[Position annotation records]
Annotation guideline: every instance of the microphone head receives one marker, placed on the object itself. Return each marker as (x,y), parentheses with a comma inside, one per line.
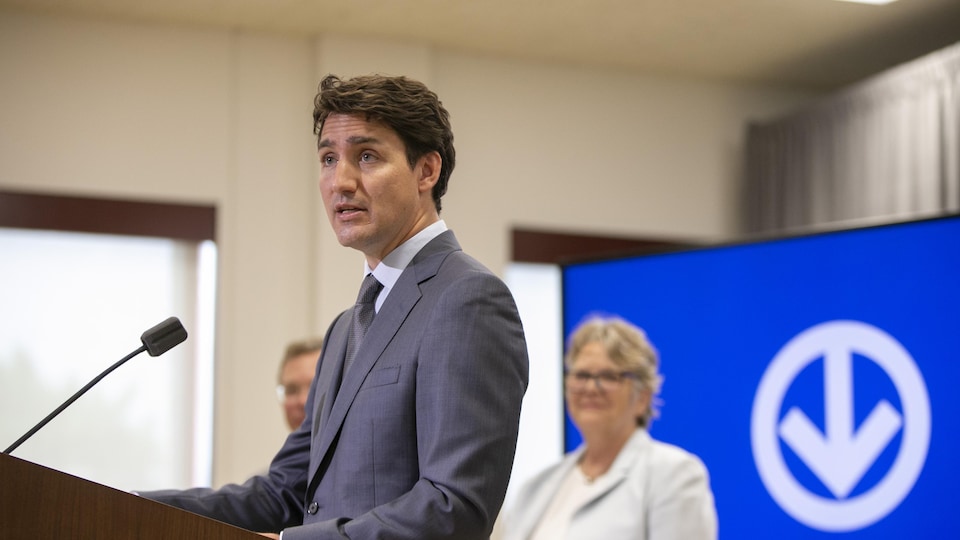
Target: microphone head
(164,336)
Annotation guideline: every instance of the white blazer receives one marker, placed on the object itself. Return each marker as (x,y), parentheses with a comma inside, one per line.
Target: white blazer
(653,491)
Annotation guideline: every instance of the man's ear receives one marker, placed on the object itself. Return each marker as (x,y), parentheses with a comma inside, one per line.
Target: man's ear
(429,168)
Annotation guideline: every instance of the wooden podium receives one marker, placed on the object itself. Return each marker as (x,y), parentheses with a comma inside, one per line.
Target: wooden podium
(40,503)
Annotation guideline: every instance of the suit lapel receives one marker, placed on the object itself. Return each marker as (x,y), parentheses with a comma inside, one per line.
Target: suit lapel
(403,297)
(621,467)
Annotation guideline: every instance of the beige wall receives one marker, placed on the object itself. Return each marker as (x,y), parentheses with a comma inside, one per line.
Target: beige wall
(218,117)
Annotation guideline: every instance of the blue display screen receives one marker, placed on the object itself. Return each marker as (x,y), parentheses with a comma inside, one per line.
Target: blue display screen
(818,377)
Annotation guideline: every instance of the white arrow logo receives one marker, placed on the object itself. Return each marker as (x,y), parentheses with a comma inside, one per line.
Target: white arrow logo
(842,458)
(842,455)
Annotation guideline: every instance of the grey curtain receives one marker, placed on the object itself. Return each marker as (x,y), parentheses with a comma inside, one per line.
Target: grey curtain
(886,148)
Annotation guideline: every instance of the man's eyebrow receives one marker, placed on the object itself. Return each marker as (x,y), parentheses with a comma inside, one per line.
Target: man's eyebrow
(354,140)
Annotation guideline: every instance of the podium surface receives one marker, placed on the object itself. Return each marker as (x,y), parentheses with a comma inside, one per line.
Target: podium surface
(39,502)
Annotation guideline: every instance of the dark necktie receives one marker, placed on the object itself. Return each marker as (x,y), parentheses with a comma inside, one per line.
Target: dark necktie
(363,314)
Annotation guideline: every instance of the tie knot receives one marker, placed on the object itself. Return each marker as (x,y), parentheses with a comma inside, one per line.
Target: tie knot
(368,290)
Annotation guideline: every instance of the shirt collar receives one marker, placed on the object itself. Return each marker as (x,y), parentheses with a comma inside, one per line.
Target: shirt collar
(390,268)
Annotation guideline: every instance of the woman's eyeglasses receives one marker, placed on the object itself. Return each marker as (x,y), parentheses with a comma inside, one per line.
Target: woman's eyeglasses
(606,381)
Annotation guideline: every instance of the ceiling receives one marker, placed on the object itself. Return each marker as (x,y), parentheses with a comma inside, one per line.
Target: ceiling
(808,44)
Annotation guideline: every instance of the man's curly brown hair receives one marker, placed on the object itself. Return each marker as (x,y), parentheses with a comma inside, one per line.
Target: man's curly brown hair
(404,105)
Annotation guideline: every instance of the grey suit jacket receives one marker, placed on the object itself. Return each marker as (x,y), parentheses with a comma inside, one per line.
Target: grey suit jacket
(419,440)
(653,491)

Exercise goal:
Can you copy every row above word for word, leaving out the picture?

Expected answer:
Annotation guideline: every instance of the microphone head receives one marker, placed on the object itself. Return each marker as (x,y), parentheses with a comma inside, one per line.
Target: microphone head
(164,336)
Annotation guideline: every instance of the white blazer receives one marker, placed on the object itself. Return each marker as (x,y), parentheses with a comma inside, one per line.
Target: white blazer
(653,491)
Annotation guideline: every instance of the man's ear receives one marker, placed on the object itself. Return each marker as (x,y), parentheses with a comma inside, one per line.
Target: man's ear
(429,168)
Annotation guideline: every instance of the wooden podium receives one marker, placed on the object itself. Return each marker as (x,y), parentheses with a comma inside, one per line.
Target: wooden podium
(40,503)
Annotation guideline: every instance of the suit lapel receives one marker, placed on the object itself. Return each marker as (x,y), parentheses with a comma inside, one per line.
Target: suit lapel
(403,297)
(621,467)
Annotation guideline: every instance of the beige wall receives one marker, placed on the object itself. Return each marker as (x,y), parentheses with a comma inside, one per line.
Target: beige wall
(218,117)
Annotation guideline: every instance of the blue display screen receives one marker, placed on the object itself. Return each marker as (x,y), parentheses with a comma inside, one per line.
Target: blue display screen
(818,377)
Annotation guideline: every instance of the white arrow logo receives one marker, placed on the object itself. Return each marker as (x,y), parentheses with a comma inside, one per line.
Target: white arrow logo
(842,458)
(842,455)
Annotation guideline: every instance of the grey curtain receives one marker, placed on the object itself. Return each marker as (x,y), parentheses with a comma inside, one per line.
Target: grey curtain
(886,148)
Annotation guideline: every instance of the man's eyebrow receives one marker, placed on the object itself. Return each marker as (x,y), parentheses with a comma inside, one per line.
Target: man's eyebrow
(354,140)
Annotation guideline: every instance of the podium surface receives one marker, placed on the object itself. Return each marker as (x,y), parentheses with a comma inside, one per line.
Target: podium surface
(39,502)
Annotation guideline: every instance of the dark necktie receives one marker, placed on the object itself. Return each marker as (x,y), parentheses with a comma inside, one per line.
Target: dark necktie
(363,314)
Annotation guideline: every instance of the tie knot receives one marker, placed on the object itself. Return each marker as (x,y), parentheses with a comma inside, one per line.
Target: tie knot
(368,290)
Annotation guideline: every instance of the shirt collar receives one marker, placed on the object itself. Return each marker as (x,y), parentheses with a comma inside, one per line.
Target: shirt collar
(390,268)
Annotation guideline: every instance of the woman's eyeglasses receives one marker, placed on the object itself. Return each marker as (x,y), parentheses with a comma inside, one per line.
Target: woman's eyeglasses
(606,381)
Annotation guideline: every instance of the ceiling receives one marker, placed on the object itself. Return each marker as (x,y), parentheses with a comma inside, one per line.
Target: ceiling
(808,44)
Annotation guideline: every instance of the man's curly brown hair receives one marker, placed on the object itself. Return each marker as (x,y), parentheses with a comma inside, one per line.
Target: man's curly brown hair
(404,105)
Annotation guideline: every instance of the grey suit jacket receives one marker, placed on the object itself. Return each marker as (x,y), parentheses with a comma inside, one per line.
Target: grey suit jacket
(419,440)
(653,491)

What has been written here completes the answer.